** Task statement **
In the biography of Sergei Pakhomov below, translate the sentence "He headed the district from February 16, 2014, to September 23, 2016." into Spanish.

** Page extract **
****************

Sergei Aleksandrovich Pakhomov (; born August 8, 1975, Zagorsk, Moscow Oblast) is a Russian political figure and a deputy of the 7th and 8th State Dumas. In 2005, Pahomov was granted a Candidate of Sciences in History degree. 

In 2004, Pakhomov joined the United Russia. The same year, he started working at the Government of the Moscow Oblast. In 2005, Pakhomov served at the Government of Moscow and, later, at the Government of Ivanovo Oblast. From 2005 to 2008, he was the Deputy Chairman of the Government of the Ivanovo Oblast, Head of the Public Relations and Regional Policy Complex. From 2008 to 2013, he was the deputy and the chairman of the Ivanovo Oblast Duma of the 5th and 6th convocations. In December 2013, Pkhomov was appointed the First Deputy Head of Administration of the Sergiyevo-Posadsky District. He headed the district from February 16, 2014, to September 23, 2016. In September 2016, he was elected deputy of the 7th State Duma. In 2021, he was re-elected for the 8th State Duma from the Sergiyev-Posad constituency.

****************

** Material **

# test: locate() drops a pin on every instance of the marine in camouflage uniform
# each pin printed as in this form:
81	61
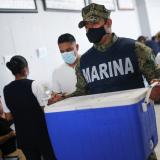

****************

** Task answer **
Dirigió el distrito desde el 16 de febrero de 2014 hasta el 23 de septiembre de 2016.